Verinin başından "218 104 L 218" ifadesinin geçtiği satıra kadar uzanan bölümü, o satır da dahil olmak üzere kelimesi kelimesine tekrarla. Resimleri cevaba alma.
§
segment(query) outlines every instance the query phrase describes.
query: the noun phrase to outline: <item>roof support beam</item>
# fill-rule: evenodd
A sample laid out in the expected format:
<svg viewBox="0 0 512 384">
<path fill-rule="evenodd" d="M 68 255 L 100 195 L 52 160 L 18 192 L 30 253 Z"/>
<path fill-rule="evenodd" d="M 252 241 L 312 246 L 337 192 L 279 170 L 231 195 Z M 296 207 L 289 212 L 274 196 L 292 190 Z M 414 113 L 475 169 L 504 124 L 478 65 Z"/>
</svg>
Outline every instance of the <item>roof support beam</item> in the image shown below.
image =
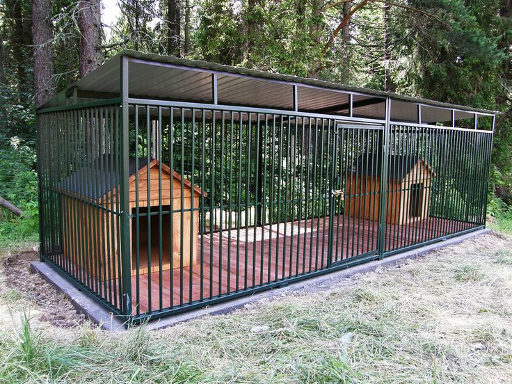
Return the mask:
<svg viewBox="0 0 512 384">
<path fill-rule="evenodd" d="M 218 104 L 218 94 L 217 92 L 217 74 L 211 74 L 211 99 L 214 101 L 214 104 L 217 105 Z"/>
<path fill-rule="evenodd" d="M 321 108 L 320 109 L 314 109 L 314 111 L 319 113 L 328 113 L 330 112 L 337 112 L 338 111 L 348 110 L 349 112 L 352 112 L 351 116 L 353 115 L 353 109 L 361 106 L 366 106 L 368 105 L 373 105 L 376 104 L 385 102 L 385 99 L 381 97 L 371 97 L 369 99 L 365 99 L 364 100 L 358 100 L 357 102 L 353 101 L 351 97 L 352 95 L 349 95 L 349 102 L 343 103 L 340 104 L 332 105 L 326 108 Z"/>
</svg>

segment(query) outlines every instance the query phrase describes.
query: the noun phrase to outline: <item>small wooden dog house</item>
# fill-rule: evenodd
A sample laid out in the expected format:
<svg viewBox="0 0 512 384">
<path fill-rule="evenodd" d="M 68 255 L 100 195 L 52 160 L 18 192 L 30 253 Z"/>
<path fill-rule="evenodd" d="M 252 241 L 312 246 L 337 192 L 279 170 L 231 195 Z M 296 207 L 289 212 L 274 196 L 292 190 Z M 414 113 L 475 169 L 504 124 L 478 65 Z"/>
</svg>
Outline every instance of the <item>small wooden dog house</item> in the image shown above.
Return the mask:
<svg viewBox="0 0 512 384">
<path fill-rule="evenodd" d="M 118 255 L 120 253 L 118 239 L 112 239 L 111 235 L 111 233 L 115 232 L 115 230 L 112 230 L 112 227 L 117 227 L 118 218 L 110 213 L 115 211 L 113 208 L 118 202 L 118 193 L 115 189 L 119 185 L 118 176 L 115 173 L 111 172 L 110 167 L 108 166 L 108 156 L 105 155 L 104 159 L 104 161 L 102 162 L 99 159 L 97 159 L 92 162 L 90 166 L 79 168 L 64 179 L 60 186 L 61 189 L 65 191 L 65 194 L 63 194 L 61 198 L 63 228 L 63 254 L 65 257 L 67 257 L 68 253 L 70 255 L 73 254 L 73 251 L 69 250 L 68 247 L 70 244 L 78 244 L 79 257 L 73 260 L 74 264 L 78 264 L 93 275 L 96 276 L 101 274 L 102 277 L 104 276 L 105 269 L 109 270 L 115 266 L 116 260 L 120 259 Z M 100 163 L 102 163 L 101 166 Z M 149 259 L 151 262 L 151 271 L 155 272 L 159 270 L 161 241 L 162 270 L 170 269 L 171 265 L 173 268 L 188 266 L 190 265 L 191 259 L 192 263 L 195 264 L 199 232 L 199 213 L 198 210 L 193 210 L 193 208 L 199 207 L 199 197 L 203 192 L 198 186 L 193 186 L 188 179 L 182 178 L 181 175 L 175 171 L 172 173 L 171 183 L 170 170 L 163 163 L 161 164 L 161 177 L 160 178 L 160 165 L 157 160 L 150 161 L 148 166 L 145 158 L 139 158 L 137 166 L 136 166 L 135 158 L 130 157 L 129 186 L 131 210 L 131 274 L 135 275 L 137 273 L 137 249 L 138 249 L 139 273 L 148 272 Z M 149 196 L 147 192 L 148 169 L 150 171 Z M 81 183 L 81 180 L 90 180 L 91 178 L 97 180 L 93 186 L 84 186 L 83 183 Z M 182 183 L 183 184 L 182 199 Z M 136 193 L 137 184 L 138 184 L 138 193 Z M 160 191 L 161 191 L 161 195 Z M 182 201 L 183 201 L 182 207 Z M 161 227 L 160 227 L 160 215 L 158 214 L 161 205 Z M 170 218 L 171 211 L 174 211 L 172 214 L 172 219 Z M 137 213 L 138 213 L 138 215 Z M 172 236 L 170 234 L 171 221 Z M 76 230 L 66 231 L 65 228 Z M 83 228 L 83 230 L 81 230 L 81 228 Z M 83 234 L 86 235 L 84 236 Z M 93 236 L 91 237 L 90 234 L 88 236 L 86 234 L 93 234 Z M 70 239 L 70 236 L 74 237 L 74 241 Z M 181 244 L 182 239 L 184 239 L 182 245 Z M 191 239 L 192 241 L 190 241 Z M 138 241 L 138 248 L 137 240 Z M 182 250 L 183 251 L 182 257 L 180 253 Z M 148 257 L 149 253 L 150 253 L 150 257 Z M 171 254 L 173 255 L 172 264 Z M 107 255 L 110 255 L 110 257 L 107 257 Z"/>
<path fill-rule="evenodd" d="M 381 156 L 362 154 L 346 175 L 346 214 L 378 220 L 381 190 Z M 417 157 L 390 156 L 387 160 L 386 222 L 401 225 L 429 216 L 431 183 L 435 173 Z"/>
</svg>

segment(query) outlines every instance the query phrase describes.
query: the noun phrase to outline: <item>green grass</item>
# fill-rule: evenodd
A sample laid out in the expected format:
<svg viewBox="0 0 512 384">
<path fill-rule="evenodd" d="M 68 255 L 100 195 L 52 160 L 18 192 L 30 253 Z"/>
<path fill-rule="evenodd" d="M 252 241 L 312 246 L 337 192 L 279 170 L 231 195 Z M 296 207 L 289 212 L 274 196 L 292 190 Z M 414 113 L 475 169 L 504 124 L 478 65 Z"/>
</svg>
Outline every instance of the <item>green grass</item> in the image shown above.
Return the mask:
<svg viewBox="0 0 512 384">
<path fill-rule="evenodd" d="M 158 331 L 61 329 L 33 305 L 0 317 L 0 382 L 507 382 L 512 267 L 499 260 L 511 244 L 486 235 Z M 2 310 L 17 300 L 5 291 Z"/>
<path fill-rule="evenodd" d="M 458 269 L 455 273 L 455 280 L 459 282 L 471 282 L 482 281 L 486 275 L 478 267 L 464 266 Z"/>
<path fill-rule="evenodd" d="M 38 230 L 38 216 L 34 211 L 27 211 L 19 218 L 0 211 L 0 254 L 36 246 Z"/>
</svg>

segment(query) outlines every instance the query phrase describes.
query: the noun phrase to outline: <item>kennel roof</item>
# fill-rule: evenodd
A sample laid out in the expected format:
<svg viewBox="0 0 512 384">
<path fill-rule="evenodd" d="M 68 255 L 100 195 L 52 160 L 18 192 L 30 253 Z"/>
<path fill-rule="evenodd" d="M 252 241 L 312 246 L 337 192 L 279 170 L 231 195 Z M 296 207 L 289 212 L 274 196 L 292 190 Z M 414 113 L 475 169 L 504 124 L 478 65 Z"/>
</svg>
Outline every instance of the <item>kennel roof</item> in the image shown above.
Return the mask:
<svg viewBox="0 0 512 384">
<path fill-rule="evenodd" d="M 139 182 L 146 180 L 147 159 L 145 157 L 139 157 L 138 162 L 138 164 L 137 164 L 134 157 L 129 157 L 128 174 L 130 183 L 134 183 L 137 169 L 138 169 L 139 173 Z M 138 167 L 137 167 L 137 165 Z M 152 159 L 150 161 L 150 169 L 158 166 L 159 162 L 157 160 Z M 161 168 L 163 173 L 170 173 L 170 170 L 166 165 L 162 163 Z M 115 161 L 113 163 L 110 159 L 110 155 L 105 154 L 93 160 L 88 166 L 79 168 L 68 177 L 63 179 L 59 183 L 59 188 L 67 193 L 92 200 L 97 200 L 104 196 L 119 184 L 120 179 L 118 172 Z M 175 179 L 180 182 L 183 180 L 184 186 L 189 189 L 193 188 L 192 183 L 187 179 L 182 177 L 182 175 L 177 172 L 173 171 L 173 176 Z M 95 180 L 95 182 L 90 180 Z M 166 186 L 163 186 L 163 187 L 166 188 Z M 198 186 L 193 186 L 193 190 L 200 195 L 207 195 Z M 144 196 L 142 196 L 141 200 L 143 198 Z"/>
<path fill-rule="evenodd" d="M 351 173 L 380 177 L 382 173 L 381 156 L 374 154 L 363 154 L 359 156 L 351 166 Z M 403 180 L 417 165 L 424 166 L 432 177 L 435 173 L 422 157 L 415 155 L 390 155 L 387 157 L 387 177 L 390 179 Z"/>
<path fill-rule="evenodd" d="M 123 56 L 129 60 L 124 71 Z M 390 97 L 390 120 L 397 122 L 417 122 L 419 105 L 422 121 L 427 123 L 473 118 L 475 113 L 499 113 L 315 79 L 131 50 L 107 60 L 40 110 L 67 105 L 71 98 L 77 104 L 119 98 L 125 77 L 129 98 L 133 100 L 178 101 L 206 104 L 205 108 L 209 104 L 246 106 L 347 115 L 352 106 L 353 116 L 384 120 L 385 99 Z"/>
</svg>

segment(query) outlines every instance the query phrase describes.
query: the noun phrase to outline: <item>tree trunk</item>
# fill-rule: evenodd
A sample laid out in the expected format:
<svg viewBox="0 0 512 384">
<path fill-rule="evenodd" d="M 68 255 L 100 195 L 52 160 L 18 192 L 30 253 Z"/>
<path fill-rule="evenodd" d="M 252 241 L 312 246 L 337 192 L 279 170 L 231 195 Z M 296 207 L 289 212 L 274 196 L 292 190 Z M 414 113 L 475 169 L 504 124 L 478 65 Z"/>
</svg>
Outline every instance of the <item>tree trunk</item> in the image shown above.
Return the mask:
<svg viewBox="0 0 512 384">
<path fill-rule="evenodd" d="M 168 24 L 169 35 L 167 38 L 168 50 L 170 55 L 179 56 L 181 29 L 181 0 L 168 0 Z"/>
<path fill-rule="evenodd" d="M 185 0 L 185 45 L 183 53 L 186 56 L 190 52 L 190 0 Z"/>
<path fill-rule="evenodd" d="M 0 88 L 6 83 L 6 78 L 3 72 L 3 61 L 5 60 L 5 52 L 3 51 L 3 39 L 0 36 Z M 1 111 L 0 106 L 0 111 Z"/>
<path fill-rule="evenodd" d="M 352 1 L 347 1 L 343 5 L 343 17 L 345 17 L 352 10 Z M 346 82 L 350 74 L 350 63 L 351 60 L 350 49 L 350 19 L 343 26 L 342 29 L 342 41 L 343 42 L 343 70 L 342 71 L 342 79 Z"/>
<path fill-rule="evenodd" d="M 99 66 L 102 54 L 101 0 L 81 0 L 78 28 L 80 31 L 80 77 Z"/>
<path fill-rule="evenodd" d="M 3 38 L 0 36 L 0 92 L 3 92 L 3 86 L 6 85 L 6 77 L 3 72 L 3 61 L 5 60 L 5 52 L 3 51 Z M 0 132 L 5 132 L 5 125 L 7 120 L 7 113 L 3 106 L 4 103 L 0 104 Z"/>
<path fill-rule="evenodd" d="M 0 207 L 3 207 L 3 208 L 13 213 L 17 216 L 22 216 L 22 214 L 23 214 L 23 211 L 19 208 L 9 202 L 3 198 L 0 198 Z"/>
<path fill-rule="evenodd" d="M 51 1 L 33 0 L 32 35 L 34 49 L 34 99 L 36 108 L 51 97 L 55 88 L 52 27 Z"/>
<path fill-rule="evenodd" d="M 319 47 L 321 41 L 322 31 L 323 30 L 324 22 L 322 15 L 323 9 L 323 0 L 312 0 L 312 20 L 310 28 L 310 38 L 314 48 Z M 317 65 L 310 73 L 310 77 L 318 79 L 320 68 Z"/>
<path fill-rule="evenodd" d="M 30 27 L 30 16 L 24 13 L 22 1 L 9 0 L 6 1 L 6 17 L 13 20 L 12 30 L 9 33 L 13 58 L 15 63 L 16 80 L 19 93 L 29 90 L 27 68 L 30 66 L 29 47 L 32 44 L 30 35 L 27 36 L 26 28 Z"/>
<path fill-rule="evenodd" d="M 295 2 L 295 12 L 297 15 L 297 29 L 302 29 L 304 27 L 304 16 L 306 13 L 306 6 L 303 0 L 297 0 Z"/>
<path fill-rule="evenodd" d="M 256 32 L 256 20 L 255 19 L 254 8 L 256 0 L 248 0 L 247 10 L 247 53 L 248 57 L 253 53 L 255 44 L 255 33 Z"/>
<path fill-rule="evenodd" d="M 391 62 L 391 47 L 390 46 L 391 19 L 390 8 L 389 4 L 384 3 L 384 90 L 386 92 L 391 90 L 391 73 L 390 72 Z"/>
</svg>

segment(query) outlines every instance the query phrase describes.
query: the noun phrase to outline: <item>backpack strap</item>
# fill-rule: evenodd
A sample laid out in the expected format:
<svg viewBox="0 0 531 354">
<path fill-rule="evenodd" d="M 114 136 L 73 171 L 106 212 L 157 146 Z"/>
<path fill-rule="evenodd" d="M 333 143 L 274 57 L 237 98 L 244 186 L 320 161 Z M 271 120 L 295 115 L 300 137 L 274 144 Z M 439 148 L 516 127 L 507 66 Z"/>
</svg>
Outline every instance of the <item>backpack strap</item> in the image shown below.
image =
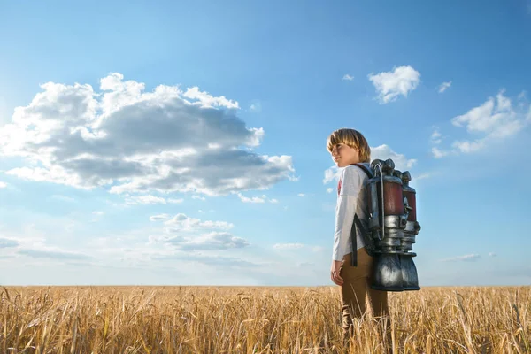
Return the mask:
<svg viewBox="0 0 531 354">
<path fill-rule="evenodd" d="M 361 164 L 352 164 L 352 165 L 356 165 L 363 170 L 366 173 L 368 178 L 373 178 L 373 173 L 371 171 Z M 350 258 L 350 266 L 358 266 L 358 239 L 356 236 L 357 231 L 356 227 L 359 228 L 359 230 L 363 233 L 366 232 L 366 229 L 361 223 L 361 220 L 358 217 L 358 214 L 354 214 L 354 222 L 352 223 L 352 228 L 350 229 L 350 243 L 352 244 L 352 257 Z"/>
</svg>

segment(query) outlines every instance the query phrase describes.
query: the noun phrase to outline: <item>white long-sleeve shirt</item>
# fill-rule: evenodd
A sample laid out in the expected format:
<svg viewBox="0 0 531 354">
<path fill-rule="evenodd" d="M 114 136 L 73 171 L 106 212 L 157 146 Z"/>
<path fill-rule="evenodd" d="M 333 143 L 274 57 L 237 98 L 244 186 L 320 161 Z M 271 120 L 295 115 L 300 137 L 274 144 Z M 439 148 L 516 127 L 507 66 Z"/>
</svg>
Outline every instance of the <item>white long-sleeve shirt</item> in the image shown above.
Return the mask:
§
Problemin cevabı:
segment(query) outlines every instance the query phrase describes.
query: the noun phrase to outline: <item>roof support beam</item>
# fill-rule: evenodd
A sample laid out in the expected format:
<svg viewBox="0 0 512 384">
<path fill-rule="evenodd" d="M 68 255 L 100 195 L 52 160 L 18 192 L 30 253 Z"/>
<path fill-rule="evenodd" d="M 252 241 L 312 246 L 337 192 L 279 170 L 231 195 Z M 296 207 L 289 212 L 274 196 L 292 190 Z M 414 113 L 475 169 L 504 124 L 478 65 Z"/>
</svg>
Outline every instance of the <item>roof support beam</item> in the image shown below.
image =
Return the mask:
<svg viewBox="0 0 512 384">
<path fill-rule="evenodd" d="M 218 104 L 218 94 L 217 92 L 217 74 L 211 74 L 211 99 L 214 101 L 214 104 L 217 105 Z"/>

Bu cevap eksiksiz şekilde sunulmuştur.